- Aim of the exercise -
Every line of the material is to be repeated exactly as it stands.

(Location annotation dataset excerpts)
------------------------------------------------------------------------
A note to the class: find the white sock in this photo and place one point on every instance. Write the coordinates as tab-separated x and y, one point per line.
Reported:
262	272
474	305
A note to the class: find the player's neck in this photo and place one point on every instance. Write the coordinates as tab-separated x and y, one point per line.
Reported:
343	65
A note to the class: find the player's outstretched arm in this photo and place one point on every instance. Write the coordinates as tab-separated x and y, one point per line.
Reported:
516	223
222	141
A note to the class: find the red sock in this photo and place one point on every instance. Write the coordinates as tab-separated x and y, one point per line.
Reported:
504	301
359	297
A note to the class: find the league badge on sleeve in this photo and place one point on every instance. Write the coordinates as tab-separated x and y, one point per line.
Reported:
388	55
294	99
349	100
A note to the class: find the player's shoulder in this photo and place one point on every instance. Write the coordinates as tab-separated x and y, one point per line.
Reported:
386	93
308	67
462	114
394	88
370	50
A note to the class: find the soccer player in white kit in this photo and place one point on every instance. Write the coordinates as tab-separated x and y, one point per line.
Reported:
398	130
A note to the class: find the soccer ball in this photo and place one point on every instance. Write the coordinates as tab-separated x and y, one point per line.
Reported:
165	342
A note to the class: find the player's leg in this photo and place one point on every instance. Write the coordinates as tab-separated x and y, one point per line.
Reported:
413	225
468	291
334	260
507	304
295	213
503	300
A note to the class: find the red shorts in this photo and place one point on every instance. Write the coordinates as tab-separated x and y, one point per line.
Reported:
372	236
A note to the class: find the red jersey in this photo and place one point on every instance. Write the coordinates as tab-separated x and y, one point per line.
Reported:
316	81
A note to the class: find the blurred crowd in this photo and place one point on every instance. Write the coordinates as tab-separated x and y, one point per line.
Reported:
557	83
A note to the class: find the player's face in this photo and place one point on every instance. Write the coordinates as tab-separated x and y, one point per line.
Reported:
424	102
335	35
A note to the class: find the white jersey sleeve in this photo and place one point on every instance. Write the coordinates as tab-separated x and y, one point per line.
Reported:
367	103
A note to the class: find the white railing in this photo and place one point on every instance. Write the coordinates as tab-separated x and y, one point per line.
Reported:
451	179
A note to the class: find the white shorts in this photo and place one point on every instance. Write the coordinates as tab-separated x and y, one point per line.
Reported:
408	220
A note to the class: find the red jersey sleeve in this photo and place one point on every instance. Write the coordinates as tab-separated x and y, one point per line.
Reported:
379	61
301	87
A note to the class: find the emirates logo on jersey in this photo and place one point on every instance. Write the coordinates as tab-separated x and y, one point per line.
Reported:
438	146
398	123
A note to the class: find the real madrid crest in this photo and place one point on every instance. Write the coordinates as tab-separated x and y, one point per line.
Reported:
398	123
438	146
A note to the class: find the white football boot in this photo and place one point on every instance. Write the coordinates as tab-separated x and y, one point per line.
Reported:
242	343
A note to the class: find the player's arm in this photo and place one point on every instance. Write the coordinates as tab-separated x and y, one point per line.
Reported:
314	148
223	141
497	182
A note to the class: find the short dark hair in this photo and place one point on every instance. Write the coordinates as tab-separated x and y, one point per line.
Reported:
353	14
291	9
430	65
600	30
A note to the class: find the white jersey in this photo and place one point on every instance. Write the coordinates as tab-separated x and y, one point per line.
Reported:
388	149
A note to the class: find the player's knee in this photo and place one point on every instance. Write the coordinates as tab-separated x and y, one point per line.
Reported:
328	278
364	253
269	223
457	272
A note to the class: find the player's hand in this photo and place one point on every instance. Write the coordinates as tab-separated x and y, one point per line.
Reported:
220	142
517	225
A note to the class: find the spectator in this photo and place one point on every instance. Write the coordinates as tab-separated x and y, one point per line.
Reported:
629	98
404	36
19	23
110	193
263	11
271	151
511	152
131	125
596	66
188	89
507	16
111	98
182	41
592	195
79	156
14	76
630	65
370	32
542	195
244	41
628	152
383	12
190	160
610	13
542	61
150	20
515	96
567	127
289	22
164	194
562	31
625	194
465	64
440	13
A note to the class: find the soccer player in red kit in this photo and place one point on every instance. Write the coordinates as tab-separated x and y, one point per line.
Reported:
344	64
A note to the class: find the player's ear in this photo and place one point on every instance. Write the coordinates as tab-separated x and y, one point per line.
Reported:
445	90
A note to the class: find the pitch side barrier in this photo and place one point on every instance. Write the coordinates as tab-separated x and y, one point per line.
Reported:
------------------------------------------------------------------------
- Solution for this task -
A note to the class: find the white sock in this photo and place one point on every instance. Write the coordinates as tab-separated x and y, one point per line.
Reported:
262	272
474	305
A note to the class: find the player's neck in this photo and place one point on every instance. Write the coordinates as tab-separated x and y, one point per line.
Reported:
343	65
A note to the class: find the player's outstretched arm in this photo and place one point on every instance. Write the coordinates as tab-separated x and y, one point per line.
Reported:
516	223
222	141
A note to the class: find the red sock in this photo and place one point on every instance. Write the coordinates as tab-separated x and y, one point per line.
Reported:
504	301
359	297
A note to the class: find the league badge on sleeve in this photo and place one point on every instance. Write the coordinates as tab-separated x and y, one point per line.
Reported:
388	55
294	99
349	100
A note to the class: find the player's shoulder in this photo and place one point on every instance. Write the coordinates as tab-separated x and y, one point per line.
Reported:
386	93
308	67
462	114
394	88
370	50
A note to the class: find the soccer player in white kit in this photo and place one point on every instance. Write the coordinates as tab-separated x and y, one point per line.
Reported:
398	130
A note to the class: find the soccer ball in this photo and place one point on every instance. Write the coordinates as tab-separated x and y, one point per line.
Reported:
165	342
A note to the class: find the player's leg in this photo and place one point on every instance. Write the coordinates as tab-separated x and y, one point per line.
Reported:
413	225
468	291
334	260
507	304
295	213
503	300
A note to the class: find the red shorts in this photo and place one point on every instance. Write the coordinates as tab-separated x and y, one point per line.
Reported:
372	236
A note to the class: find the red jersey in this photo and place one point on every instance. Write the coordinates as tab-separated x and y, one point per line.
Reported:
316	81
A note to the class: find the blurred crowd in this photo and place one point on every instance. Write the coordinates as tab-separated x and y, one point per line.
Reported:
557	83
A note to the class: find the player's face in this photo and place one point on every instance. Write the coordinates as tab-separated x and y, one point per line.
Reported:
424	102
335	35
A note to the class: find the white jersey sleeve in this photo and place one point on every instance. Write the coordinates as tab-separated x and y, one point per line.
Reported:
367	103
A note to the class: find the white railing in this photo and place one point on every instance. Write the coordinates as tab-separated x and y, one point per line.
Reported:
451	179
A note to the class: find the white shorts in this photo and place one point on every instance. Write the coordinates as tab-separated x and y, one point per line.
Reported:
408	220
A note to the class: find the red jersey sleeve in this photo and place one point on every instance. Write the coordinates as tab-separated x and y, one point per line.
Reported:
379	61
301	87
A note to the class: find the emirates logo on jersey in this photo and place one point on every instance. Write the coordinates as tab-separated x and y, one point per line.
Reported:
438	146
398	123
A note to the class: find the real madrid crest in this photo and place one point on every instance. Write the coordinates as tab-separated x and y, one point per line.
Reported:
398	123
438	146
A note to the class: find the white football boot in this photo and place one point on every instance. Write the coordinates as tab-separated x and y, one point per line.
Reported:
242	343
A note to the class: find the player's arm in this photo and place one point on every instance. Write the coordinates as tab-separated x and y, one point per line.
Reported:
314	148
223	141
497	182
A note to the class: find the short dark hair in this photo and place one point on every instance. Write the coordinates as tab-separated x and y, one point per line.
Reported:
353	14
291	9
430	65
600	30
A note to the class: find the white jersey in this photo and place one point on every instance. Write the coordinates as tab-separated x and y, one point per line.
Reported:
388	149
A note to the class: find the player's knee in this photo and place one point on every instance. Write the coordinates as tab-separated x and y, one point per line.
Reported:
328	278
364	253
269	223
457	272
A note to the class: find the player's hand in this photo and place one point on every instance. Write the coordinates as tab-separated x and y, one point per line.
Reported:
220	142
517	225
A note to the class: find the spectator in this photo and place one point on every instance. Write the coordinates as tab-separated x and y, one point per line.
Reported:
629	98
404	36
19	23
110	193
263	11
271	151
511	152
131	125
596	66
188	89
507	16
111	98
182	41
592	195
79	156
14	76
630	65
370	32
542	195
244	41
628	152
383	12
190	160
610	13
542	61
150	20
515	96
567	127
289	22
164	194
562	31
625	194
465	64
440	13
A note to the class: find the soccer player in red kit in this photo and place one point on every instance. Write the coordinates as tab-separated x and y, one point per line.
Reported:
344	64
A note to the class: find the player's ear in this photo and place one point on every instance. Write the coordinates as tab-separated x and y, one point per line.
Reported:
445	90
A note to the class: find the pitch side barrier in this photo and place one point on every instance. Write the coordinates as tab-separated x and y, one point per line.
Reported:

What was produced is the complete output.